(Point-based annotation data)
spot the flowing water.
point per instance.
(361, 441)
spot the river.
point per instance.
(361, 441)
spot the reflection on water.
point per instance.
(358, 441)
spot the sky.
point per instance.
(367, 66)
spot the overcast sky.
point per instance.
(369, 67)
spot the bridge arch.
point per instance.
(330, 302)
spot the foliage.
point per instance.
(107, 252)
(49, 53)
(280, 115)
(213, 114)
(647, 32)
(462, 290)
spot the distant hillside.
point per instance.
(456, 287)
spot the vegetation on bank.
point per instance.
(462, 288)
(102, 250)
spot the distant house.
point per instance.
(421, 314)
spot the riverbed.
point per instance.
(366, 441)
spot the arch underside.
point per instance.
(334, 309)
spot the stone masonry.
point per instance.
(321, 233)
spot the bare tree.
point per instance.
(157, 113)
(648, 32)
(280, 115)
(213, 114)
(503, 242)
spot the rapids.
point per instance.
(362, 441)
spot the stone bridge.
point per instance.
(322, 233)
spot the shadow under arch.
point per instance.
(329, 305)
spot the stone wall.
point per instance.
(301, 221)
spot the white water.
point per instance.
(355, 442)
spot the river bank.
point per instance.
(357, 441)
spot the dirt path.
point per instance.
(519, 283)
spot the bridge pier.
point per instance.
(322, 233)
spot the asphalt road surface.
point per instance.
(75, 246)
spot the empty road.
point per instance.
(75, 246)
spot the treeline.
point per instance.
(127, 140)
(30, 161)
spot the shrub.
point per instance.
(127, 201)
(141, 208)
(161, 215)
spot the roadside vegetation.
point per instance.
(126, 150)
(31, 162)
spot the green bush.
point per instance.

**EXERCISE PROMPT:** Could you copy out every one of the items above, word for word?

**REPLY:**
spot the flowing water.
point per instance.
(361, 441)
spot the river.
point per instance.
(361, 441)
spot the reflection on water.
point per instance.
(358, 441)
spot the sky.
point per instance.
(367, 66)
spot the overcast sky.
point per instance.
(369, 67)
spot the bridge arch.
point per instance.
(330, 302)
spot the foliage.
point per instance.
(107, 252)
(49, 53)
(280, 115)
(213, 114)
(647, 32)
(462, 290)
spot the distant hillside.
point per instance.
(456, 287)
spot the vegetation on bank.
point per instance.
(462, 288)
(102, 250)
spot the distant house.
point per instance.
(421, 314)
spot the riverbed.
point per instance.
(366, 441)
spot the arch underside.
point per instance.
(334, 309)
spot the stone masonry.
point per instance.
(321, 233)
spot the bare tree.
point per instance.
(157, 113)
(648, 32)
(280, 115)
(213, 114)
(503, 242)
spot the rapids.
point per instance.
(362, 441)
spot the stone bridge.
point per instance.
(322, 233)
spot the shadow under arch.
point per instance.
(329, 305)
spot the stone wall.
point per instance.
(301, 221)
spot the white water.
point per instance.
(355, 442)
spot the river bank.
point per instance.
(357, 441)
spot the dirt path.
point per instance.
(519, 283)
spot the bridge pier.
point per instance.
(322, 233)
spot the asphalt road surface.
point per instance.
(75, 246)
spot the empty road.
point per instance.
(75, 246)
spot the treeline.
point per instance.
(127, 140)
(30, 161)
spot the shrub.
point per instance.
(127, 201)
(141, 208)
(161, 215)
spot the roadside vegetation.
point per instance.
(126, 150)
(31, 162)
spot the green bush.
point per instance.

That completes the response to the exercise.